Where "handrail" appears in a line of the entries below, that line should be copied.
***** AVAILABLE RECORDS
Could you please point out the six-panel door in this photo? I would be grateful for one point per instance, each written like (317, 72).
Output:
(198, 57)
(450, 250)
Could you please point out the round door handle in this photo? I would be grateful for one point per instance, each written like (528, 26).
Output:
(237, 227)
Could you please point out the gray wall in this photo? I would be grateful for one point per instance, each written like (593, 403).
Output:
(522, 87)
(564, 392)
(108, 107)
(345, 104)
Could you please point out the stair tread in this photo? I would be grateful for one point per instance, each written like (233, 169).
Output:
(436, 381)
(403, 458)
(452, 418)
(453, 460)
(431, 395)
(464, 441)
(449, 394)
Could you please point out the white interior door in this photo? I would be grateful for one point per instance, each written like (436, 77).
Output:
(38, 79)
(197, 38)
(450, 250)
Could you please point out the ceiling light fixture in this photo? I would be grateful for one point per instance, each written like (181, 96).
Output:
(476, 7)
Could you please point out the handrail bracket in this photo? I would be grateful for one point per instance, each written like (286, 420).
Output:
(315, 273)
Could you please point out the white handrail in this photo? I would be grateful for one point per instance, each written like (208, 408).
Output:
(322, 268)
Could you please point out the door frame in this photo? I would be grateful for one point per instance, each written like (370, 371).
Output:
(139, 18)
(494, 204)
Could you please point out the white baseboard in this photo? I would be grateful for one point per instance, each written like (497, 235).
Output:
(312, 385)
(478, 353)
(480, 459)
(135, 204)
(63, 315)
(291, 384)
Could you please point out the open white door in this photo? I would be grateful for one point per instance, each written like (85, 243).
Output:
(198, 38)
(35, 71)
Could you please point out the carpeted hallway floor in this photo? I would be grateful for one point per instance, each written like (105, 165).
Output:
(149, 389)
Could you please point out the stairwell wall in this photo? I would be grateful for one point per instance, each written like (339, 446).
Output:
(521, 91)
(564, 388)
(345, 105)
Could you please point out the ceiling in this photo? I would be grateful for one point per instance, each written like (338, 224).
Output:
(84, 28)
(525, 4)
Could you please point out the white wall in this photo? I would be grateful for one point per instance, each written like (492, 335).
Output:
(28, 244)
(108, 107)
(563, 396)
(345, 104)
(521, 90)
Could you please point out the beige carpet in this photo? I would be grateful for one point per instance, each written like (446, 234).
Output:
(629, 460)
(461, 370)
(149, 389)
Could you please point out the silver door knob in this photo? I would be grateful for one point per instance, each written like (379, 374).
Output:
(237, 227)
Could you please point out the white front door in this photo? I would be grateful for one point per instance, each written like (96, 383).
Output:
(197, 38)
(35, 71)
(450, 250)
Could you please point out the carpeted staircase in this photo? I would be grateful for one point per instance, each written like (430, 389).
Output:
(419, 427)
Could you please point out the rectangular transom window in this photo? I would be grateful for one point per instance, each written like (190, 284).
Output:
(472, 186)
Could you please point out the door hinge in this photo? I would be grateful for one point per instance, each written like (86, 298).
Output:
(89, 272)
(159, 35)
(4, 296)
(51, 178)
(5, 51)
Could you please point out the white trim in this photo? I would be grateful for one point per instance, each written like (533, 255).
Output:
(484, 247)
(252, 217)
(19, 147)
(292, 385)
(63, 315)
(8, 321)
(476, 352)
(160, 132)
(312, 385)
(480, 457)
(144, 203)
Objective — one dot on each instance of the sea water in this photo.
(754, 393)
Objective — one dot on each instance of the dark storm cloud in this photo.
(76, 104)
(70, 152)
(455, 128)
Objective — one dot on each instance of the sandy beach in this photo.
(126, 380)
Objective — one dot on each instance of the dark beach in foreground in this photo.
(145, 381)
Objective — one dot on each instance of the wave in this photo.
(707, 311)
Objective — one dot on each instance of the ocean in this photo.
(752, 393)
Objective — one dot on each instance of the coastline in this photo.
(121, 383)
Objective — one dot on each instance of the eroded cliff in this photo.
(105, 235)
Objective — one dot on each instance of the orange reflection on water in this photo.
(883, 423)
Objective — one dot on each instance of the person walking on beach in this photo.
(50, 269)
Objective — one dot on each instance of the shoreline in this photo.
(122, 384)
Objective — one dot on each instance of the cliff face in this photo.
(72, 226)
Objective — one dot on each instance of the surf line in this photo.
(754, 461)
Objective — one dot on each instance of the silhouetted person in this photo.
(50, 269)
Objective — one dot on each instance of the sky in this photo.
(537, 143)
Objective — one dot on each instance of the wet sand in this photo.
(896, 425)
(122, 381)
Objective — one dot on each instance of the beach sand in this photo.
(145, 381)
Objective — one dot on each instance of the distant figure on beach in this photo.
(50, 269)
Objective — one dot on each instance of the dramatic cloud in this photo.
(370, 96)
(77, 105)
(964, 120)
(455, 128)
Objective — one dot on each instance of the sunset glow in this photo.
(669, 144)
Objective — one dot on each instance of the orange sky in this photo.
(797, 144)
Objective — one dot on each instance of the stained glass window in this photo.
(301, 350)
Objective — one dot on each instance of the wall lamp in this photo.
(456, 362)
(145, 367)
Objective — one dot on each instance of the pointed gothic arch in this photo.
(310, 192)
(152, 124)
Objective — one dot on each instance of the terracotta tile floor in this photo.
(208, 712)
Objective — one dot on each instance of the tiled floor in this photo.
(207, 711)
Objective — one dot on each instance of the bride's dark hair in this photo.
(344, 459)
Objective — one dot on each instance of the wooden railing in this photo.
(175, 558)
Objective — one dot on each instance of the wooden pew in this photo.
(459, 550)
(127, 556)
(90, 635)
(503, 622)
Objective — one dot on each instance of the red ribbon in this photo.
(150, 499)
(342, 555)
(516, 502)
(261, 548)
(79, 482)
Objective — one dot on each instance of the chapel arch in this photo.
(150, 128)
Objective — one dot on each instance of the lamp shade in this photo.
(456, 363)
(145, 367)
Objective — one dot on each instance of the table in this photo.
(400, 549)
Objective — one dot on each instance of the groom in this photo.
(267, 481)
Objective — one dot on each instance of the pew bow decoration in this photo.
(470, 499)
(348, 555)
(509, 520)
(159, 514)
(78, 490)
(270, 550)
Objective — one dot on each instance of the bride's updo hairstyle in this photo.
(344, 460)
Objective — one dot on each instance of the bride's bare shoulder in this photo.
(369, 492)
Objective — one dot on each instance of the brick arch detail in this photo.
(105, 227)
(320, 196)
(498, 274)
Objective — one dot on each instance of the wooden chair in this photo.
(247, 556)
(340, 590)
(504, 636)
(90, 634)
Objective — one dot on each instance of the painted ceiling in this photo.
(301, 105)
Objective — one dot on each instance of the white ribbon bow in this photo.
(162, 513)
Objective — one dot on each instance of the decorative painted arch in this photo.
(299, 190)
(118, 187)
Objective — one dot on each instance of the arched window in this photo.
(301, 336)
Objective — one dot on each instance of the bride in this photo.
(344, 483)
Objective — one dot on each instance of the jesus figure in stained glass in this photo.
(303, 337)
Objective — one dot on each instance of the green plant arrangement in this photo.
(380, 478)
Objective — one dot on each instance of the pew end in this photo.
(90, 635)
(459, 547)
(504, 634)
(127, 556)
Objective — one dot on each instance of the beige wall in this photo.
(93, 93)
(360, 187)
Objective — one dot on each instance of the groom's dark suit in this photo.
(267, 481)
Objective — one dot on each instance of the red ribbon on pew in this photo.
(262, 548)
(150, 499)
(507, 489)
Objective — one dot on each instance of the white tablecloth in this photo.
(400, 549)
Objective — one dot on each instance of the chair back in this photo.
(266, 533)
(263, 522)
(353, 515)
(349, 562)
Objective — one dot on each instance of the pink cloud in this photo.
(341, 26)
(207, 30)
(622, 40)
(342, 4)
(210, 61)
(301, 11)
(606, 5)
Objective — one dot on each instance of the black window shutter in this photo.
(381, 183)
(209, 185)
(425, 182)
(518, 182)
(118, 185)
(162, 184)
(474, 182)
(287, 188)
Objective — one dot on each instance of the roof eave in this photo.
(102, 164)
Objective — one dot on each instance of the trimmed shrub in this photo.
**********
TASK ANSWER:
Could you please point out the handrail bracket in this photo? I would be grateful for one point per instance, each written like (286, 420).
Could you please point out the white handrail in this photo? I would be grateful for one point per instance, each written like (208, 408).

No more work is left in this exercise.